## WHAT IS NEEDED
When you copy the entries, keep every word exactly as it stands.

## DATA LISTING
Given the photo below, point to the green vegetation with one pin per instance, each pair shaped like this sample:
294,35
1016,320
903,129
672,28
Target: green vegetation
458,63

## ANSWER FOR THIS EXERCISE
Given the photo below, point to the green vegetation with one pin per instance, each pair shaped like this sample:
294,35
1016,320
903,129
672,28
Target: green vegetation
458,63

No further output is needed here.